### The exercise:
Collect every line in the material below that contains the word "person", and copy each of those lines out in full.

[start of Records supplied]

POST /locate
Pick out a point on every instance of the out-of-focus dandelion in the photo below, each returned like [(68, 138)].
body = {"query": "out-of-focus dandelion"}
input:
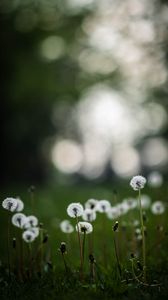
[(35, 230), (28, 236), (84, 227), (20, 205), (32, 221), (19, 220), (10, 204), (89, 215), (103, 206), (113, 213), (130, 202), (91, 203), (75, 210), (145, 201), (155, 179), (137, 183), (66, 226), (158, 208)]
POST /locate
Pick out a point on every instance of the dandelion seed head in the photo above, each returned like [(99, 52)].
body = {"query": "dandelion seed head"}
[(158, 208), (75, 210), (28, 236), (138, 182), (35, 230), (31, 221), (103, 206), (19, 220), (9, 204), (84, 227), (89, 215), (113, 213), (91, 203), (66, 227)]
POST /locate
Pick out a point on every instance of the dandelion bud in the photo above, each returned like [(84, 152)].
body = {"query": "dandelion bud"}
[(49, 263), (10, 204), (63, 247), (137, 182), (139, 265), (75, 210), (115, 227), (91, 259), (14, 243), (31, 189), (144, 216), (45, 239)]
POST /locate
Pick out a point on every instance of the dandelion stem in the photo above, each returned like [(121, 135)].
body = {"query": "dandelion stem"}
[(80, 249), (30, 263), (117, 255), (83, 246), (104, 239), (63, 257), (41, 250), (143, 237)]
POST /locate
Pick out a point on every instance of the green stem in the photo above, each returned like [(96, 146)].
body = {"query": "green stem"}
[(117, 255), (63, 257), (30, 260), (8, 244), (83, 246), (41, 252), (143, 238), (80, 249)]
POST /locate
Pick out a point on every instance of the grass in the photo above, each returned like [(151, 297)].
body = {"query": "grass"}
[(57, 283)]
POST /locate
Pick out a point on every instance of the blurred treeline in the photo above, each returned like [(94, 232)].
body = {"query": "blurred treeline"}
[(30, 87)]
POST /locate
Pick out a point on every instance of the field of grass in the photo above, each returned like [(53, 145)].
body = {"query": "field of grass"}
[(47, 276)]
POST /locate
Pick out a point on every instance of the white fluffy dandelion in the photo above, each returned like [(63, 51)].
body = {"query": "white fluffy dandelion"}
[(28, 236), (103, 206), (155, 179), (89, 215), (84, 227), (20, 205), (66, 227), (19, 220), (138, 182), (158, 208), (9, 204), (75, 210), (91, 203)]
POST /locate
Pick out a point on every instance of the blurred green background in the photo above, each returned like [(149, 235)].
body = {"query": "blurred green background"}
[(84, 101), (83, 90)]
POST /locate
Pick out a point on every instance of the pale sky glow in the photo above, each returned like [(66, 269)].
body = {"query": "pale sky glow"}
[(124, 37)]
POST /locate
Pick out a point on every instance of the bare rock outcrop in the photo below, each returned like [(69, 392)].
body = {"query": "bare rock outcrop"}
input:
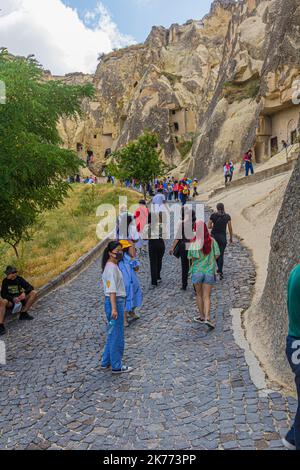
[(162, 85)]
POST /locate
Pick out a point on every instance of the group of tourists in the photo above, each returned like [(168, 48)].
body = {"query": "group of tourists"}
[(177, 189), (199, 247)]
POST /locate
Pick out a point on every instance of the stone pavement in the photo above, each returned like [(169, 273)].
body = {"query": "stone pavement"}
[(191, 388)]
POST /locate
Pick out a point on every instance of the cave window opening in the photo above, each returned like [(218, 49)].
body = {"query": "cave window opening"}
[(294, 137), (274, 146)]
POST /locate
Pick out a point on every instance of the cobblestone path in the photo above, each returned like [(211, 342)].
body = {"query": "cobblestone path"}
[(191, 388)]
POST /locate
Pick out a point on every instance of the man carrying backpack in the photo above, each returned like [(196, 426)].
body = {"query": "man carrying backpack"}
[(218, 225)]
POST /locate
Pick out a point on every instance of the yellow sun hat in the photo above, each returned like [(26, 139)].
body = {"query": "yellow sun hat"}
[(125, 244)]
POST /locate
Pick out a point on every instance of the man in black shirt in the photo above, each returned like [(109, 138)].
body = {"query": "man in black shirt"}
[(218, 225), (15, 290)]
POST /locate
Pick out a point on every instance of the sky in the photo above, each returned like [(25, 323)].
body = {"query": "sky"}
[(68, 35)]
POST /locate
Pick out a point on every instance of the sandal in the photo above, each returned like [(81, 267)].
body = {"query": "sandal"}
[(199, 320)]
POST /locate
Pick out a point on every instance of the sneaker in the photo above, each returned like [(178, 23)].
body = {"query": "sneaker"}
[(288, 445), (17, 308), (2, 330), (210, 324), (199, 320), (25, 317), (124, 370)]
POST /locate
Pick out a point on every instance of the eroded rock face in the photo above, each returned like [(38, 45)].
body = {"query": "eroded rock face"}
[(162, 85), (268, 323), (218, 81), (252, 104)]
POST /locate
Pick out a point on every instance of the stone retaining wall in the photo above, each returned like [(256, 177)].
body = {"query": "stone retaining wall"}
[(258, 177)]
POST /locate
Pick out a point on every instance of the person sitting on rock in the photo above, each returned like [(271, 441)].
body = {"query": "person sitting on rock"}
[(17, 294)]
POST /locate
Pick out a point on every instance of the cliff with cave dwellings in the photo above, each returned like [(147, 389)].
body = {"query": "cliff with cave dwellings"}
[(211, 89)]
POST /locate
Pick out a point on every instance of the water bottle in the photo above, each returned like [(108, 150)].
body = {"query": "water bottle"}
[(111, 326)]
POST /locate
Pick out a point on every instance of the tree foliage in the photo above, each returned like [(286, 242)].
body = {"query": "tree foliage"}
[(139, 160), (33, 166)]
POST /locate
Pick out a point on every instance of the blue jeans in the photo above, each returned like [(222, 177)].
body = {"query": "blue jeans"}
[(293, 355), (249, 167), (115, 342)]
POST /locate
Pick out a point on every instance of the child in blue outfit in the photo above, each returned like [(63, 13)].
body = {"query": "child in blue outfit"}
[(129, 267)]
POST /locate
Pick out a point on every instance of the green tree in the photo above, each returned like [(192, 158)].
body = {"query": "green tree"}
[(139, 160), (33, 166)]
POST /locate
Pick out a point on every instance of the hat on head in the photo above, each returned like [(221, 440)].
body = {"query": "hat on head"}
[(10, 270), (125, 244)]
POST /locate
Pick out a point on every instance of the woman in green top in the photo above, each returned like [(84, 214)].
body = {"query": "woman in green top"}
[(203, 253)]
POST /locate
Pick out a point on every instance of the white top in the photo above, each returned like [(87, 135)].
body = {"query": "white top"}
[(159, 203), (159, 199), (113, 280)]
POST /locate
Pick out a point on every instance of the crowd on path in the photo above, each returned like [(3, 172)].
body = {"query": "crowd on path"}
[(200, 247)]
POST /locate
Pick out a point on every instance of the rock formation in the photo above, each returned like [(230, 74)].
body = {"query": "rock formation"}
[(216, 87), (252, 105), (162, 85), (223, 83)]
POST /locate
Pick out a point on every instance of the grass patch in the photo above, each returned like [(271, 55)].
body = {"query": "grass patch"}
[(233, 91), (64, 234)]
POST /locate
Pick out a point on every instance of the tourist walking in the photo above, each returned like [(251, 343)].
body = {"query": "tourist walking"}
[(129, 267), (292, 439), (218, 223), (203, 253), (227, 173), (176, 191), (157, 247), (115, 297), (183, 237), (249, 163), (126, 229), (159, 202), (195, 188), (232, 169)]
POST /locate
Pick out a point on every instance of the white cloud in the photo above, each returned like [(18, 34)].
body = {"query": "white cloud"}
[(57, 36)]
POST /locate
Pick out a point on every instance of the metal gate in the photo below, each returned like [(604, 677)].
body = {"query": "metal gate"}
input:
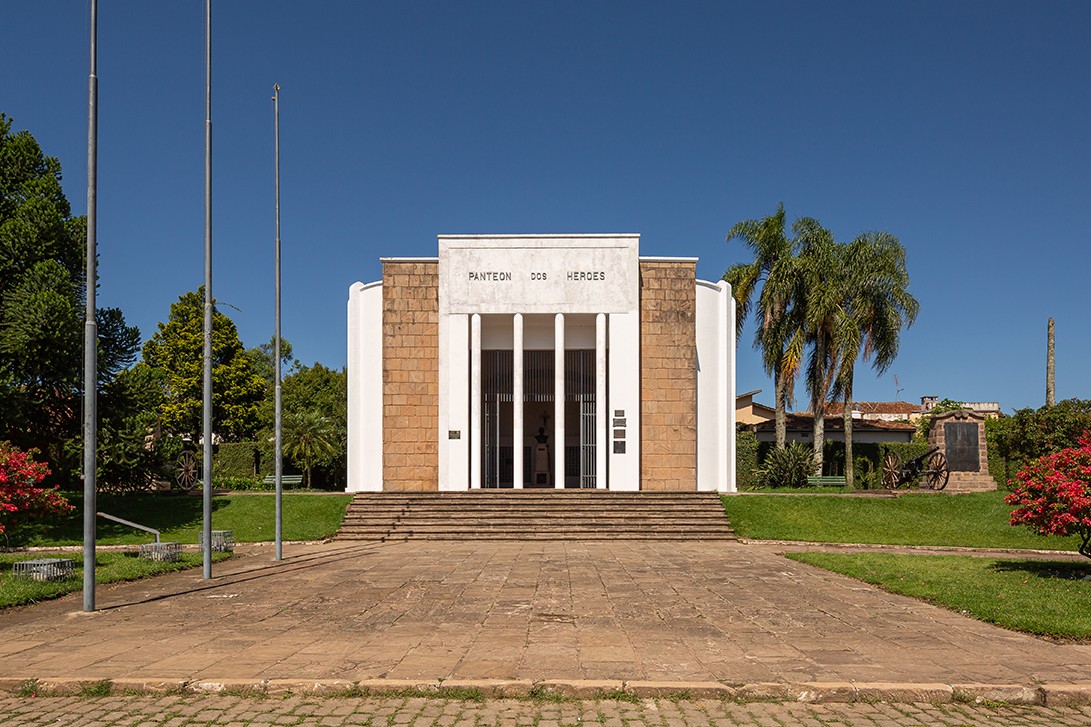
[(496, 393), (579, 390)]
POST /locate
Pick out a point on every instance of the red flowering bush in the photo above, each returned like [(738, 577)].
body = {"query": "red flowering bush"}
[(21, 499), (1053, 495)]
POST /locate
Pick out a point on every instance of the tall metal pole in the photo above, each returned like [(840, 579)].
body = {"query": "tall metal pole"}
[(276, 347), (206, 425), (1051, 395), (91, 330)]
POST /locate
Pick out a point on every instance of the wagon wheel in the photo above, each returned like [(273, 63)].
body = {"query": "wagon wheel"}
[(938, 473), (188, 466), (891, 469)]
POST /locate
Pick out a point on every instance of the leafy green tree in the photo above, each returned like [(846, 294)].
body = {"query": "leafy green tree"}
[(774, 279), (309, 437), (324, 391), (1032, 433), (262, 358), (878, 306), (131, 452), (42, 307), (178, 348)]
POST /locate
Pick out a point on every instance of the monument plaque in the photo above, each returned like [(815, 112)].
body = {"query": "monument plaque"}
[(961, 439)]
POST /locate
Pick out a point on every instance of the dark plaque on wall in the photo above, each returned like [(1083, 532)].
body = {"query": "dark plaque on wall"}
[(962, 453)]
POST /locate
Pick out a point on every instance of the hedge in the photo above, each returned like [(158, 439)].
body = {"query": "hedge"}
[(746, 449)]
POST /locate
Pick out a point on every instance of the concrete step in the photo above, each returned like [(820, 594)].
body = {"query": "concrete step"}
[(536, 515)]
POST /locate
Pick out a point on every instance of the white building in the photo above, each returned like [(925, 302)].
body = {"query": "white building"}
[(467, 370)]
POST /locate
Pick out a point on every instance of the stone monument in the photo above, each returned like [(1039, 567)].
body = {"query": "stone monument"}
[(960, 436)]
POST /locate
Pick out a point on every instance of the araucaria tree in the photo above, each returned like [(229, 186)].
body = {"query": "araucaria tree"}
[(42, 304), (178, 349), (1053, 495)]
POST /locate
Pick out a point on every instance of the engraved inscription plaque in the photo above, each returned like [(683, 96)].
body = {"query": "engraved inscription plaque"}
[(962, 454)]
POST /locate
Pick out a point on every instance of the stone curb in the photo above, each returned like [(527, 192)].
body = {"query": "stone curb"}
[(882, 546), (815, 692)]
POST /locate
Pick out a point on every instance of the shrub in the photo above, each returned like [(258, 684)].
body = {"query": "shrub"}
[(788, 467), (1031, 433), (745, 460), (241, 484), (1054, 495), (21, 499)]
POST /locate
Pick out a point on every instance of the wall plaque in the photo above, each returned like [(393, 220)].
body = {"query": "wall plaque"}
[(539, 274), (962, 453)]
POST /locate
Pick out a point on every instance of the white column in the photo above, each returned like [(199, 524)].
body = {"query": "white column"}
[(517, 402), (455, 402), (559, 401), (476, 402), (601, 440)]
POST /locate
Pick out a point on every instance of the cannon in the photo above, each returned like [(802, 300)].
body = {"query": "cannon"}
[(932, 466)]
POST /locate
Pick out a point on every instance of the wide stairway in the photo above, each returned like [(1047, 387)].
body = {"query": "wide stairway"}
[(536, 515)]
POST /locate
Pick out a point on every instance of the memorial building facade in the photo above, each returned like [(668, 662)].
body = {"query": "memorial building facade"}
[(540, 361)]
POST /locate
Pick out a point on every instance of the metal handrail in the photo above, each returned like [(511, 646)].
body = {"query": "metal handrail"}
[(131, 524)]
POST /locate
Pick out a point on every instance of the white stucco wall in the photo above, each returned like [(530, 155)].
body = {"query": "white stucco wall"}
[(364, 456), (716, 441)]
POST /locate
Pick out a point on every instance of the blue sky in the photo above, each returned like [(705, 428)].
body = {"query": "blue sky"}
[(961, 128)]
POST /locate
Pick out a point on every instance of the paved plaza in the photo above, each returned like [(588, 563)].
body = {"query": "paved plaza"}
[(722, 621), (206, 711)]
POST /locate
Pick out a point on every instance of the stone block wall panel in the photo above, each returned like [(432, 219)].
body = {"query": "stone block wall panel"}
[(668, 376), (410, 376)]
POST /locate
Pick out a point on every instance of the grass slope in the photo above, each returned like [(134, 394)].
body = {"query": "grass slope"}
[(109, 568), (978, 520), (178, 517), (1044, 598)]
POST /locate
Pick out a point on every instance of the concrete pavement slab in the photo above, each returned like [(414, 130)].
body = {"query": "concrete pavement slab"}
[(619, 611)]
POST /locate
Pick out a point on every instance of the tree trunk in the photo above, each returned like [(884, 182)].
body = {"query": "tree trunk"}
[(849, 474), (780, 418), (818, 404)]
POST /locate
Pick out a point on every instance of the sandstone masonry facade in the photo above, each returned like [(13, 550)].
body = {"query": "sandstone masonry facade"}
[(668, 376), (410, 376)]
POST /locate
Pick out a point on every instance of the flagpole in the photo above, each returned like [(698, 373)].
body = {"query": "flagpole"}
[(91, 330), (206, 405), (276, 348)]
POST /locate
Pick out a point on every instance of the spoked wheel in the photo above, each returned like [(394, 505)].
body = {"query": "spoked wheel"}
[(188, 467), (891, 469), (938, 473)]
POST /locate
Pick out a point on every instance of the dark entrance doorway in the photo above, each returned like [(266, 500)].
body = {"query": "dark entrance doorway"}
[(538, 397)]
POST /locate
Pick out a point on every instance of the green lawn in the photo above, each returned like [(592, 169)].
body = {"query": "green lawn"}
[(978, 520), (1044, 598), (109, 568), (178, 516)]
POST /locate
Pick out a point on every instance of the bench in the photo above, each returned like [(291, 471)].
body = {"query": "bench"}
[(826, 480), (286, 480)]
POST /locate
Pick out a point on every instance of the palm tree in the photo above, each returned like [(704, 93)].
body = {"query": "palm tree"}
[(779, 336), (878, 305), (823, 282), (308, 438)]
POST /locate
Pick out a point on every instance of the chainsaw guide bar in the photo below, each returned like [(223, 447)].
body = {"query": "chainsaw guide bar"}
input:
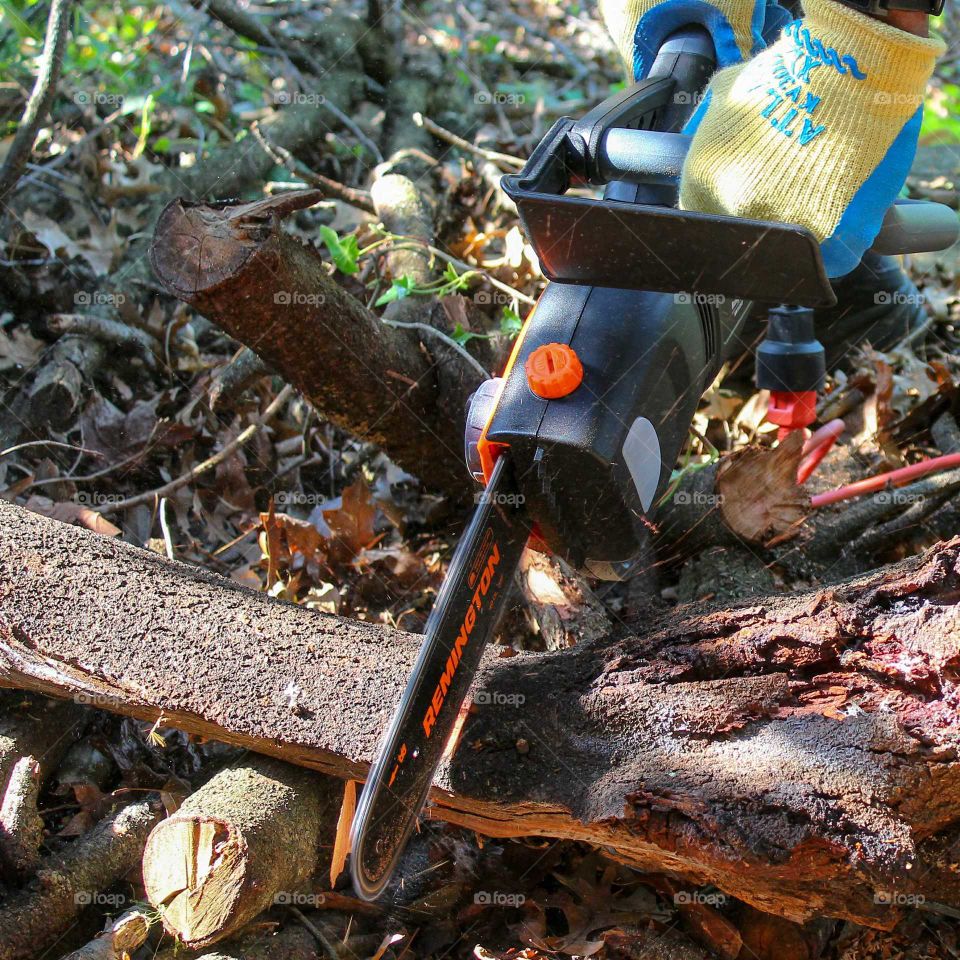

[end of Records supplied]

### Output of the task:
Pick out a point on every instance of the person sitting on rock in the photo above, each returned like [(271, 441)].
body = {"query": "person sitting on rock"}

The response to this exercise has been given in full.